§ Extracted text

Medical futurology is no excuse for the UK's organ failures

A mouse with a human liver is extraordinary indeed, but we should do better with what science has provided.

We can create a mouse with a human liver. So, no longer any need to face up to the tricky subject of organ donation, right? Wrong. One of the dangers of such achievements is that we begin to think that a solution to the organ crisis is just around the corner.

The Japanese mouse-human chimera involved taking adult stem cells from human skin and chemically inducing them to return to their “pluripotent” state, where they can become any kind of cell. Further treatment guided them to take the form of liver cells, which were then grafted into the mouse. There, they connected to the blood vessels and formed into a functioning human liver.

The work built on an idea first put forward by the US geneticists Tim Townes and Thomas Ryan in 2000. They spotted that knocking out certain genes and inserting genetic material from an afflicted patient allowed you to rear an animal whose heart, liver, pancreas or blood or skin cells were human – that were genetically matched to the recipient and were in every way perfect for transplantation.

By coincidence, Townes and Ryan submitted their patent application on the day after Sally Slater was discharged from a hospital in Newcastle. Slater, aged six, had undergone an emergency heart transplant after a virus attacked her cardiac tissue. Her donor was a recently deceased, middle-aged woman whose family came forward to help after Slater’s father issued an emotional appeal through the national media.

Every year in the UK, a hundred or so families go the other way and overrule the wishes of a deceased relative who had wanted to donate his or her organs. In the decade that it might take for the Japanese success to make any headway into patient treatment, more than a thousand families could dash the hopes of the desperately ill. That’s in this country alone, where more than 7,000 people are waiting for transplants. A thousand of them will die this year because of a lack of organs. Slater, now a thriving 19-year-old with a 62-year-old heart, has been vocal and active in drawing attention to the shortfall, encouraging more people to sign up for organ donation.

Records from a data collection
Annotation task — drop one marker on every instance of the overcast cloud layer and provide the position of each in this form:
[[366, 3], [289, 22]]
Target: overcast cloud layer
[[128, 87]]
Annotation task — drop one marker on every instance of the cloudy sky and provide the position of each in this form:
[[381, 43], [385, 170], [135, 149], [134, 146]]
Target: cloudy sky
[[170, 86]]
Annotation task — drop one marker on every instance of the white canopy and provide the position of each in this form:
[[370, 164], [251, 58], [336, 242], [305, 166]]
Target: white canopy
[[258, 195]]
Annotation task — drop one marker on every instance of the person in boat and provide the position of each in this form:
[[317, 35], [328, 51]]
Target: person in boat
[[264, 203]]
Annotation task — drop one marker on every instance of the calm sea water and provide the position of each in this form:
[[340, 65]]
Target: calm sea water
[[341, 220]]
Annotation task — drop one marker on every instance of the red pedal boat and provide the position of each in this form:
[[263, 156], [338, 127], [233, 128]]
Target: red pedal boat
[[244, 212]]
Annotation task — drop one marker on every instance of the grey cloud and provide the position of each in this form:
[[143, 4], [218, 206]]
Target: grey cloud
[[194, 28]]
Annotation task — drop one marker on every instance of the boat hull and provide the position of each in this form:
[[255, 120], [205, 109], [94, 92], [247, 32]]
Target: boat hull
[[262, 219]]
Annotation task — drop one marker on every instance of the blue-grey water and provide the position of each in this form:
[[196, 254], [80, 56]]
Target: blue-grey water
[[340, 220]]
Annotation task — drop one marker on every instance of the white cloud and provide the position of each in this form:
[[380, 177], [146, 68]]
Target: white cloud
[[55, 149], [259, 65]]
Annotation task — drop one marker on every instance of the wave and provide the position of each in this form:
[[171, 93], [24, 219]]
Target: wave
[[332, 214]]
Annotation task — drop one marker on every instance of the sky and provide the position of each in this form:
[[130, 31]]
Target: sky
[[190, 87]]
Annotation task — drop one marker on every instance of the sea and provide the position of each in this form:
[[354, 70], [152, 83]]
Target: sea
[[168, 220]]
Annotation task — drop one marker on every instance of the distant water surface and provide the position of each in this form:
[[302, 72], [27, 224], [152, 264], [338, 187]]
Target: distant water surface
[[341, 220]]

---

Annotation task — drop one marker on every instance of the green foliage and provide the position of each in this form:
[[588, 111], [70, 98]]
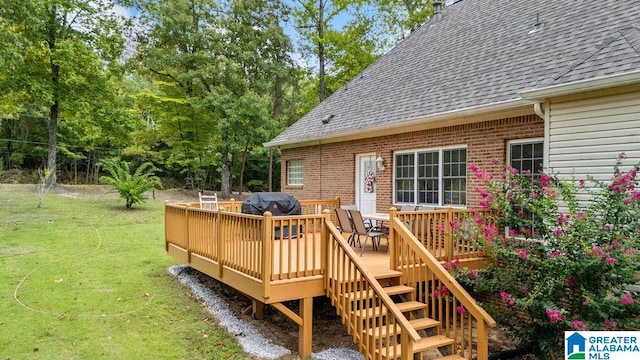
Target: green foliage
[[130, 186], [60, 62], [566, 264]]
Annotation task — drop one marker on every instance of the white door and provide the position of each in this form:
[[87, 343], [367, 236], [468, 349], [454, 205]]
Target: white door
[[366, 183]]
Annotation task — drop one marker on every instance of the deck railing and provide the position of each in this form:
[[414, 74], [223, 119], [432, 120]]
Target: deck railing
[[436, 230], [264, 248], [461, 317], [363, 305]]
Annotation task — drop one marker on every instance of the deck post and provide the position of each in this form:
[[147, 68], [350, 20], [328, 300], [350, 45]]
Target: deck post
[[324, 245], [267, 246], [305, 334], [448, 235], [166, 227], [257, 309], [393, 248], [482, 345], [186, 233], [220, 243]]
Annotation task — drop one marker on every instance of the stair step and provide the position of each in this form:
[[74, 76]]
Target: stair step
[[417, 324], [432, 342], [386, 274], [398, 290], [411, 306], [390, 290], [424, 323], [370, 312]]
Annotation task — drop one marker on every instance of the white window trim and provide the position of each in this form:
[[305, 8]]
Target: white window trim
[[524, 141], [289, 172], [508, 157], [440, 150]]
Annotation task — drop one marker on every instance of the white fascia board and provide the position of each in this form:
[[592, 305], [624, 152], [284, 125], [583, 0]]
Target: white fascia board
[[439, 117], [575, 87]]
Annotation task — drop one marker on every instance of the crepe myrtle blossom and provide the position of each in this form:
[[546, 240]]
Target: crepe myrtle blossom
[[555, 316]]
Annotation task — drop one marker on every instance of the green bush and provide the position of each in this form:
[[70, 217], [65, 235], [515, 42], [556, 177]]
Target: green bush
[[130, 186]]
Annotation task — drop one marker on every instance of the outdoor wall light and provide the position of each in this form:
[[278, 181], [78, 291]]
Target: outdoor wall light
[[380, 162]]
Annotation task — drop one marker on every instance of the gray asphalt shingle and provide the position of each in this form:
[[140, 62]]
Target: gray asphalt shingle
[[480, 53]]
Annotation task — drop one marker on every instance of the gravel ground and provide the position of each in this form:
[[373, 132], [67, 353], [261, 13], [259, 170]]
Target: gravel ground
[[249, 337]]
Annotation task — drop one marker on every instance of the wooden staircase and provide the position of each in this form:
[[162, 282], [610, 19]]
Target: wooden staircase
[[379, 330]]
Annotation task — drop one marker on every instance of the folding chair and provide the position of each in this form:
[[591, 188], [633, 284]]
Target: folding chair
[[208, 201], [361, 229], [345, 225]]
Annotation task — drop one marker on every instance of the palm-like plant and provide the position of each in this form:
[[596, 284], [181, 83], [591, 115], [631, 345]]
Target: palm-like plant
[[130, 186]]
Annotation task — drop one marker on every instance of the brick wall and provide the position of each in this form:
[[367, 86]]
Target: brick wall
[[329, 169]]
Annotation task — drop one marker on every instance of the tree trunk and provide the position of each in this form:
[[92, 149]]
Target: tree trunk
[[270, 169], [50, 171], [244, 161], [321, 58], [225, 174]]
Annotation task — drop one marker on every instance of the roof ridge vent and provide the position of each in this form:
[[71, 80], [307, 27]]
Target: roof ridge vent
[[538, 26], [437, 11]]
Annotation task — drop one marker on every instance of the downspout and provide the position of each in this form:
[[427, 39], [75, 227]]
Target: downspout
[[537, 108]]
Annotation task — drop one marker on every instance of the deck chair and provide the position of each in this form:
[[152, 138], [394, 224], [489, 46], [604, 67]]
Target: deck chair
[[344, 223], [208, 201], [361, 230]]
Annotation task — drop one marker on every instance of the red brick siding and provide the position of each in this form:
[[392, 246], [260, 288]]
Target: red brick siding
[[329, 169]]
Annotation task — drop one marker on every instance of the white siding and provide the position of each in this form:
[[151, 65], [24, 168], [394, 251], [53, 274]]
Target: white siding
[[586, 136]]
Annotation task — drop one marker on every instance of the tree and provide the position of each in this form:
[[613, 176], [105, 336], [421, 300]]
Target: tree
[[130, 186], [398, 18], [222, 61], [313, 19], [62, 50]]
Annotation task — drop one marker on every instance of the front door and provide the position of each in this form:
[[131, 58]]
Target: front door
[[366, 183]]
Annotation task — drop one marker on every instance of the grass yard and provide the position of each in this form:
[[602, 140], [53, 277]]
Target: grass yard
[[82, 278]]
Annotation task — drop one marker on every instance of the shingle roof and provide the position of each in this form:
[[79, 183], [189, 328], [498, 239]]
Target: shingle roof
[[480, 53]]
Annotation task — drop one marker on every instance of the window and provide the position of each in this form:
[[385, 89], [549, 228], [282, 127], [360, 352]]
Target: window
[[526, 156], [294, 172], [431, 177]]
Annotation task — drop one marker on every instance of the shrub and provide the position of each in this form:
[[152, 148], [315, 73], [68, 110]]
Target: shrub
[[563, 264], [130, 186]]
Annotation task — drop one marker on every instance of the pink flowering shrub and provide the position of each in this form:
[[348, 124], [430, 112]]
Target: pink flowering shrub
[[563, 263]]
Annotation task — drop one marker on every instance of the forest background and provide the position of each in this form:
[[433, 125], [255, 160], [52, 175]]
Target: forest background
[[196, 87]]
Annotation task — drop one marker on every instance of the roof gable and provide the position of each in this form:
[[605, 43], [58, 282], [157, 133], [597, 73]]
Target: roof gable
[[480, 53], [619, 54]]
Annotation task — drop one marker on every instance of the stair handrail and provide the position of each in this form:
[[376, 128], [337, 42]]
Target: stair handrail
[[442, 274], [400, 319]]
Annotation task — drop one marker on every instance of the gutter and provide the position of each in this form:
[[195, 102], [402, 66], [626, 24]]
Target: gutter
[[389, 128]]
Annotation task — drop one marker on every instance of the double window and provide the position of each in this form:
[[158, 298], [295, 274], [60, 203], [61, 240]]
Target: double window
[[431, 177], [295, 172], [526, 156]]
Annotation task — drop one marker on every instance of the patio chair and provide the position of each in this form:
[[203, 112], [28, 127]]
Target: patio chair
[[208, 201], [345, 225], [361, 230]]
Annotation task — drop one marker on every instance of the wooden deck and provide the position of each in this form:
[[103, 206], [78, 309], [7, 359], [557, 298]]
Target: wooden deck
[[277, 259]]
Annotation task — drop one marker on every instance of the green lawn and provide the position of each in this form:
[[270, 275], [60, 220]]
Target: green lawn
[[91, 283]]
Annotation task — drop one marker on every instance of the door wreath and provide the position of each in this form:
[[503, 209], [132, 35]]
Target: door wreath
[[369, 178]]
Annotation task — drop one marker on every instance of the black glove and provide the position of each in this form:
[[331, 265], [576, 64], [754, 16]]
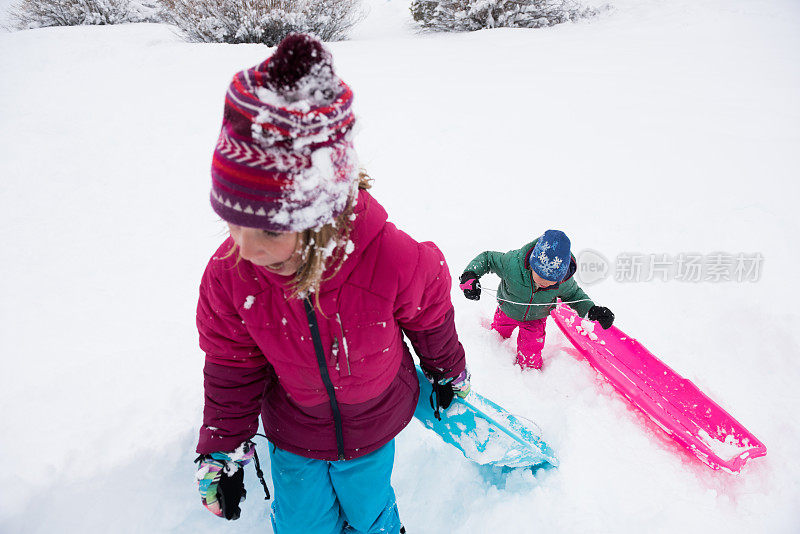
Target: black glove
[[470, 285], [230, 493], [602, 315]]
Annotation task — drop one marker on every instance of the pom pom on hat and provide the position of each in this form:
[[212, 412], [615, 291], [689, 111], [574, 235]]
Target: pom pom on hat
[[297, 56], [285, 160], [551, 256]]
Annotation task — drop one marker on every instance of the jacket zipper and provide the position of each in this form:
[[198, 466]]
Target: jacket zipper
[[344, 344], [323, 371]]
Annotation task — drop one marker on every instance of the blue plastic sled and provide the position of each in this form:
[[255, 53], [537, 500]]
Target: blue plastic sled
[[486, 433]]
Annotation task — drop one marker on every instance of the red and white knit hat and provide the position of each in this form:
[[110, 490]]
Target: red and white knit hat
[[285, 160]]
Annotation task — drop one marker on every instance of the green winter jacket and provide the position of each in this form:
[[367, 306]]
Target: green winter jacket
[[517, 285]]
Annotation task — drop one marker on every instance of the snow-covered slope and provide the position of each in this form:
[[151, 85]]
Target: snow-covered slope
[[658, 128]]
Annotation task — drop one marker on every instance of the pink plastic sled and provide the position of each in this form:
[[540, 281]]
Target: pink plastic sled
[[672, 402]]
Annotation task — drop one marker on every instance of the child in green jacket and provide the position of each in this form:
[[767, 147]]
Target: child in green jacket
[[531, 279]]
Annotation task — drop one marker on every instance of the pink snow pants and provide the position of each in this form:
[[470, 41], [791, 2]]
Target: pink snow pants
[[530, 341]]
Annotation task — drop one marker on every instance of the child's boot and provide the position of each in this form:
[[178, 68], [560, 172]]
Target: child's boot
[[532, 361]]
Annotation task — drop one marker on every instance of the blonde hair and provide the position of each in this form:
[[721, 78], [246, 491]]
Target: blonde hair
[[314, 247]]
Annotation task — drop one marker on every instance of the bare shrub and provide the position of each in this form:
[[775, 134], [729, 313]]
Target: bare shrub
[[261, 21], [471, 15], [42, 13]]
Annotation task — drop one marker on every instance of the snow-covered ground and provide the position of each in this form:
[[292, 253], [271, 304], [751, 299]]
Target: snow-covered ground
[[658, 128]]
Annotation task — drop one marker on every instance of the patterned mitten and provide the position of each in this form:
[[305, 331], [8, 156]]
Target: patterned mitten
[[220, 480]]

--

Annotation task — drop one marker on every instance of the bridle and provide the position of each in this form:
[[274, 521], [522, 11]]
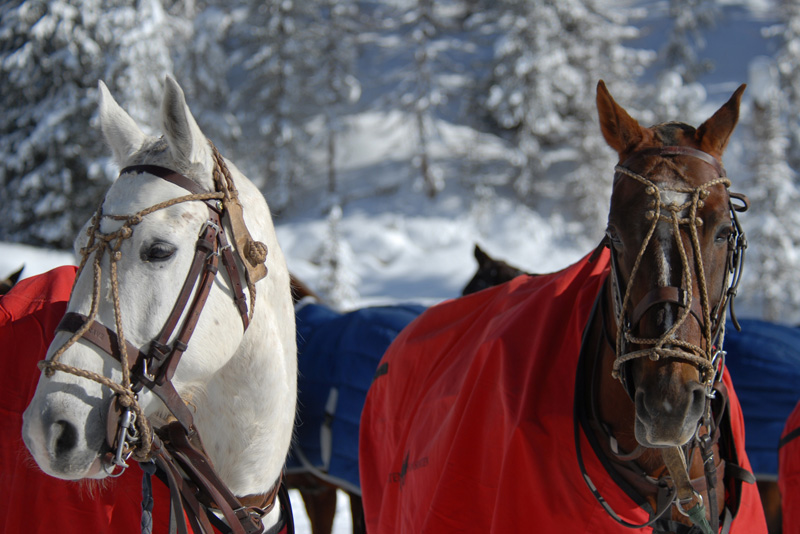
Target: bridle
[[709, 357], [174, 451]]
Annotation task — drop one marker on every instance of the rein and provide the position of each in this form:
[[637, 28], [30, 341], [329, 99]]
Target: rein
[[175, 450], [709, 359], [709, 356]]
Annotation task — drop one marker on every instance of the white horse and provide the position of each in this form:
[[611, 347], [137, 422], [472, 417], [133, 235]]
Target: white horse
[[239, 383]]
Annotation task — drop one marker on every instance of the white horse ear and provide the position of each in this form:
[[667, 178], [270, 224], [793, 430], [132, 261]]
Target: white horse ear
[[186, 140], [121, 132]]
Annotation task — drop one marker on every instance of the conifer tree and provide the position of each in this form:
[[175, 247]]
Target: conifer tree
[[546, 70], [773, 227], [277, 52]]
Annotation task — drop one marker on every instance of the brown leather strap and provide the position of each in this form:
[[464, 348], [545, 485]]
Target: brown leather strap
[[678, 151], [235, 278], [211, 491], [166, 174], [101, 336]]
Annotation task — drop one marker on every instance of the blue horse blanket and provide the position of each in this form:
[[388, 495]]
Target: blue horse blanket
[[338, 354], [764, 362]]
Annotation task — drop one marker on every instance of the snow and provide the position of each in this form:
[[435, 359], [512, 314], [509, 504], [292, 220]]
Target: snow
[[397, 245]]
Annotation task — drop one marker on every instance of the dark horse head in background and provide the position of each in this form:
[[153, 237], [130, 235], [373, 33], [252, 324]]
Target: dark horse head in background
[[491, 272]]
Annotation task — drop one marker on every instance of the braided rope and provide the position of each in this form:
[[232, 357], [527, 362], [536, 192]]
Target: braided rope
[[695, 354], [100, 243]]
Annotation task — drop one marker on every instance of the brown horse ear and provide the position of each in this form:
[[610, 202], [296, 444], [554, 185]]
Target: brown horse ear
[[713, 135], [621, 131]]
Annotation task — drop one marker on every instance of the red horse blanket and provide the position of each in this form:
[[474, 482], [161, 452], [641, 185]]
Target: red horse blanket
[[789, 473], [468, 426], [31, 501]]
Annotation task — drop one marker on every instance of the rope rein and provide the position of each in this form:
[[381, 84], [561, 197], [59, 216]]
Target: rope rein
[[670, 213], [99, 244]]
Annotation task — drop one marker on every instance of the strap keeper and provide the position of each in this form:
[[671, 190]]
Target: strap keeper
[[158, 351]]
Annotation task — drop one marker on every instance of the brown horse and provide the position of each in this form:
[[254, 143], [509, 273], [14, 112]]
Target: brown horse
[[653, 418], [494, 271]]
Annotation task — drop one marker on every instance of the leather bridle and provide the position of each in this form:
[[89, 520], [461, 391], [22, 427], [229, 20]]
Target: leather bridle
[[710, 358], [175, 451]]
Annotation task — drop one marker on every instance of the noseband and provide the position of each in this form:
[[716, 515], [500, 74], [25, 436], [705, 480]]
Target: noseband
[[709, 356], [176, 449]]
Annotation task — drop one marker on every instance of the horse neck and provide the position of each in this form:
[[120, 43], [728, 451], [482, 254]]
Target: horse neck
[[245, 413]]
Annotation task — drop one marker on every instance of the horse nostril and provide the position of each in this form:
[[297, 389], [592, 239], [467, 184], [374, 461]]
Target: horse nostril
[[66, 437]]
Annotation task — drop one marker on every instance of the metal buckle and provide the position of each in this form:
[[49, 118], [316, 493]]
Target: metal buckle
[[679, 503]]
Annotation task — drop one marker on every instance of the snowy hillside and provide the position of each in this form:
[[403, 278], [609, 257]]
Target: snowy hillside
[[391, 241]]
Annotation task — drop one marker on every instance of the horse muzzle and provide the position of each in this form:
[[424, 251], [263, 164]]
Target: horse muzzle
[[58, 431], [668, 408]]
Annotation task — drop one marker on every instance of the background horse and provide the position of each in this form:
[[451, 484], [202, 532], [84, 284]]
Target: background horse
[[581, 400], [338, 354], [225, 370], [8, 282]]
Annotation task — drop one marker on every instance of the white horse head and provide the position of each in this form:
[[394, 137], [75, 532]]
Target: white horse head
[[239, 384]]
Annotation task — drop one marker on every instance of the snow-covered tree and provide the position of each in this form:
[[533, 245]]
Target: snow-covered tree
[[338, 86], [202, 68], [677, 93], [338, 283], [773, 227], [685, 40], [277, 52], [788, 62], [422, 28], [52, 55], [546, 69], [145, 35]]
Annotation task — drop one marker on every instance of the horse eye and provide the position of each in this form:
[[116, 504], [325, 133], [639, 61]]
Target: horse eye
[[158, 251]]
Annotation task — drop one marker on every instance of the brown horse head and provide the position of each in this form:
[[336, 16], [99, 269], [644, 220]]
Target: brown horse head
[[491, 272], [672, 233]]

§ Task requirements
[a] Say whether each statement agrees with the article on organ donation, answering yes or no and quoting the deciding words: (i) The cells grafted into the mouse began as adult stem cells from human skin. (ii) Townes and Ryan first put forward their idea in 2010. (iii) Sally Slater's donor was a middle-aged woman.
[b] Return the part of the article on organ donation starting with "A mouse with a human liver is" and going on through "around the corner.".

§ Answers to the tasks
[a]
(i) Yes: "taking adult stem cells from human skin"
(ii) No: "first put forward by the US geneticists Tim Townes and Thomas Ryan in 2000"
(iii) Yes: "Her donor was a recently deceased, middle-aged woman"

[b]
A mouse with a human liver is extraordinary indeed, but we should do better with what science has provided.

We can create a mouse with a human liver. So, no longer any need to face up to the tricky subject of organ donation, right? Wrong. One of the dangers of such achievements is that we begin to think that a solution to the organ crisis is just around the corner.